-- Exercise --
The whole listing that follows is to be restated word for word, images excluded.

###

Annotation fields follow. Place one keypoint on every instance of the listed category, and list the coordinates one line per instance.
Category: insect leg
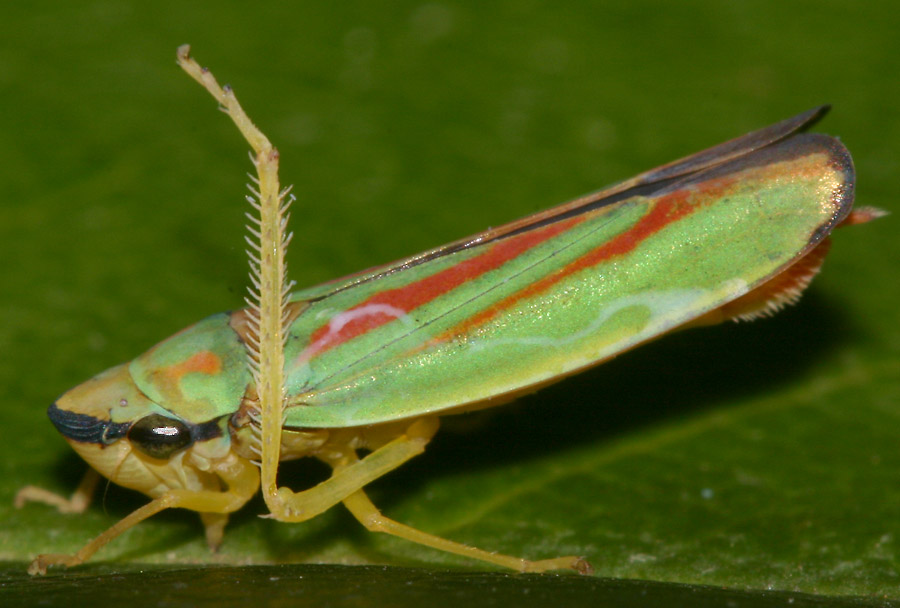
(241, 477)
(351, 474)
(369, 516)
(76, 503)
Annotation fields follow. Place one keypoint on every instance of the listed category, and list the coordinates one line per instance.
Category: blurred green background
(755, 456)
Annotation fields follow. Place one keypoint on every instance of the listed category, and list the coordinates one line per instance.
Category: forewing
(516, 308)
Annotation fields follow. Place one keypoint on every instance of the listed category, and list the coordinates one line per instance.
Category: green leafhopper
(371, 361)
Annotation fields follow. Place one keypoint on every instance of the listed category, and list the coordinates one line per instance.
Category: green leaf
(756, 456)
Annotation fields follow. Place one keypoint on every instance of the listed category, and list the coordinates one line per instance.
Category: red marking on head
(203, 362)
(418, 293)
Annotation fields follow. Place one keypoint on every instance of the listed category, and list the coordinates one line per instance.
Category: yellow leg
(289, 506)
(369, 516)
(243, 482)
(76, 503)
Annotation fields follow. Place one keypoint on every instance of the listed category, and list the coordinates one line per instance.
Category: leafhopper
(371, 361)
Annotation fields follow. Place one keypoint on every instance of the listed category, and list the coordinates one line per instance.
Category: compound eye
(158, 436)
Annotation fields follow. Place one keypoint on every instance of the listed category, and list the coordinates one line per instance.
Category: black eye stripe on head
(84, 428)
(88, 429)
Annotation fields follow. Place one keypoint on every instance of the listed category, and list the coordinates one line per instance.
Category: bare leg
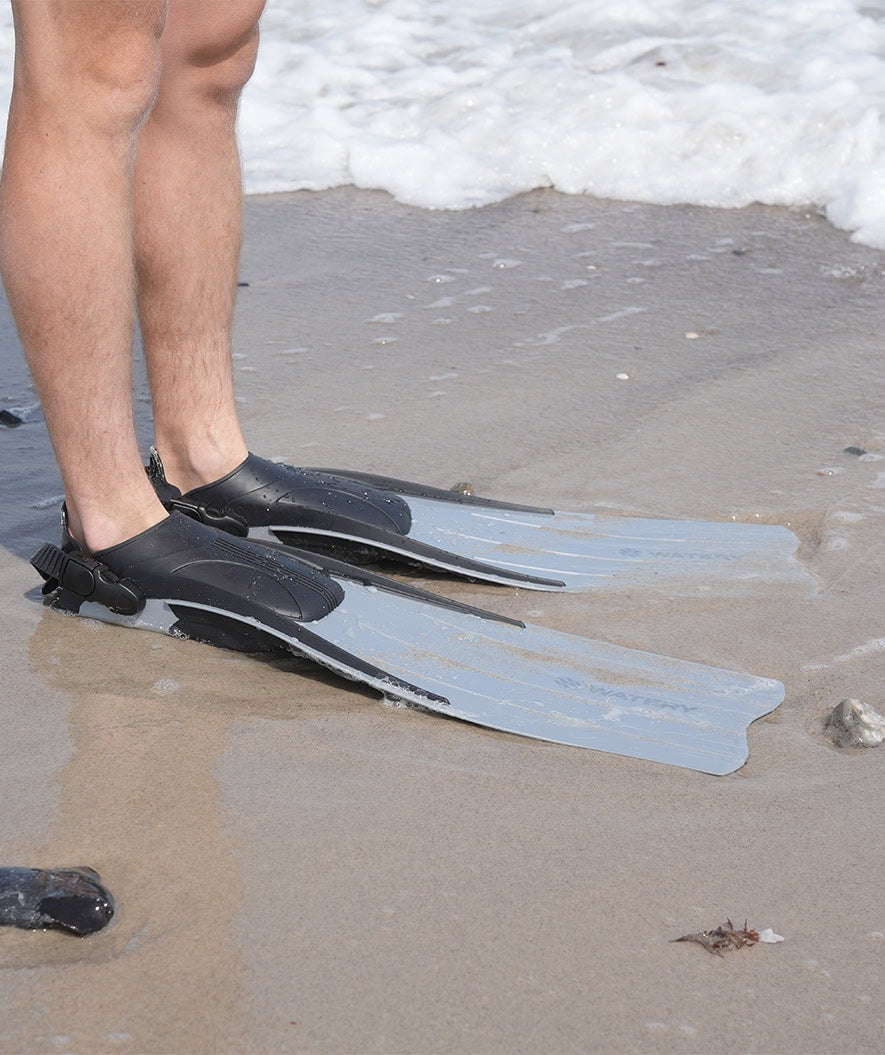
(85, 76)
(188, 231)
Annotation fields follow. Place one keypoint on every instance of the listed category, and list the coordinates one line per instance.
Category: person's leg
(188, 229)
(84, 78)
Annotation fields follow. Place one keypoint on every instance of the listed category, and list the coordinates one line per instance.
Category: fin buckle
(224, 521)
(88, 578)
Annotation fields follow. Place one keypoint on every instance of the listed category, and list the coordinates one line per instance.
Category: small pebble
(855, 724)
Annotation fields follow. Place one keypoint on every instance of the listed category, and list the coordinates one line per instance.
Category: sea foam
(451, 103)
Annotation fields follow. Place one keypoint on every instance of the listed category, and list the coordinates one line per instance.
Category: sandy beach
(302, 868)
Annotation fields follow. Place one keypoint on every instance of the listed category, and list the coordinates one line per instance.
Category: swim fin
(361, 516)
(186, 578)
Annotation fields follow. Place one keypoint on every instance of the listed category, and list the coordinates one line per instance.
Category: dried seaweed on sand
(724, 938)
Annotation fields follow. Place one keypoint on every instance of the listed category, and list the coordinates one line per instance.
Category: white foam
(449, 103)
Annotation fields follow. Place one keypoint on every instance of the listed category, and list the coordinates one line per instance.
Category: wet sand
(302, 868)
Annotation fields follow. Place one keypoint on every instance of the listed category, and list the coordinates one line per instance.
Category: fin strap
(88, 578)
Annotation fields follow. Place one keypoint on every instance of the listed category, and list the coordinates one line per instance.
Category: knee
(123, 84)
(215, 58)
(90, 63)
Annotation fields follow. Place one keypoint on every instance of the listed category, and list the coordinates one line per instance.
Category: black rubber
(180, 559)
(357, 517)
(249, 596)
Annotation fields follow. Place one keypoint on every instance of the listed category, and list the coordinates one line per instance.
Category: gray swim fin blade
(361, 516)
(185, 578)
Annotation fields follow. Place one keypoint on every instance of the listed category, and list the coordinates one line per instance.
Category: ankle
(98, 526)
(188, 468)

###

-- Answer space --
Annotation fields follow. Place one keypoint on every instance of the listed category, and list the coordinates one line per instance.
Category: insect leg
(241, 477)
(351, 474)
(369, 516)
(76, 503)
Annotation fields follow. Place one keypoint on every instance of the listed category, and list the coordinates one line per instance.
Category: blurred green background
(755, 456)
Annotation fields follow. Place one keypoint on every instance of the listed category, and list the coordinates one line per instance.
Category: forewing
(516, 308)
Annotation fields follow. Place one keypoint on every instance of the listed category, and list the coordinates one line per instance.
Category: green leafhopper
(371, 361)
Annotation fields follow. Place one keypoint on every instance of the listed category, and list the coordinates one line per instance.
Category: green leaf
(756, 456)
Annotation fields follow. Place one keypoint on every instance of the listed category, and list the coordinates one line per instance.
Category: red marking on head
(203, 362)
(418, 293)
Annotation fields follow. Place one keypoint on every instance of the listed category, and list the coordinates one line per instance.
Category: yellow leg
(289, 506)
(369, 516)
(243, 482)
(76, 503)
Annotation fields follow. Place one keypoint on every instance of the listed category, and list the coordinates one line per instance.
Category: leafhopper
(371, 361)
Annotation fields follow. Place one keypoint on every instance of the listed category, and list the coordinates one line per instance.
Category: compound eye
(158, 436)
Annotation fields follow. Place one keypoint on every instance of the listed category, and list the coordinates one line per instance.
Category: black eye stripe on head
(84, 428)
(88, 429)
Annotation fields follow. Place one keypoint on every instance of the listed category, and list the coordinates one line per instance.
Category: bare leg
(85, 76)
(188, 231)
Annotation fields follow. Place one keypoint on every instance of the listed category, and list the coordinates one line per instance.
Category: person's leg
(188, 229)
(84, 78)
Annotation fields follow. Place one keypoint on every instance of the listed category, and list the coordinates one line per instance.
Category: fin buckle
(224, 521)
(88, 578)
Annotation fields follow. Place one keypoint on every instance of the listed category, and list the coordinates one line per instance.
Category: small pebble
(855, 724)
Annotation fields follow. Place one keypoint on every instance of the listed category, and list the coordinates one line per instance.
Category: sea foam
(451, 103)
Annotation fields follow. Place one keypoint on every instance of the listed category, and list the coordinates one line per instance.
Category: sandy beach
(302, 868)
Annotation fields follow. Place one keypoint on every instance of the listed category, and list the coordinates one line per instance.
Category: swim fin
(361, 516)
(186, 578)
Annotation fields follow. Place one keypoint on every instance of the listed category, and list the coordinates one line per instance.
Category: dried seaweed on sand
(724, 938)
Annotation fields follow. Place one keypoint on every instance of the listed category, and list the coordinates one line per instance.
Category: white foam
(449, 103)
Annotation fields follow. Place one keypoint on every instance of the listed category, and list the coordinates one line per instance.
Category: wet sand
(302, 868)
Annotation fields follow. Place one keypoint on every instance of the listed category, and list the coordinates one line per instance.
Category: fin strap
(88, 578)
Annotation fields follow. Place one keypoint on every instance of the listed category, and list the coordinates one line per instance.
Category: knee
(123, 84)
(215, 58)
(90, 63)
Annotation fields follow. Place one keypoint on every instance of the listed category, and list the coordinates one line per instance.
Category: black rubber
(180, 559)
(357, 517)
(249, 596)
Annotation fields follow. Place one keypoint on every instance of the listed category, and list the coordinates one line per instance.
Category: gray swim fin blade
(361, 516)
(185, 578)
Annotation fields follow. Place one keypoint on every instance of the listed category, and list the coordinates one line per instance.
Category: ankle
(98, 526)
(188, 468)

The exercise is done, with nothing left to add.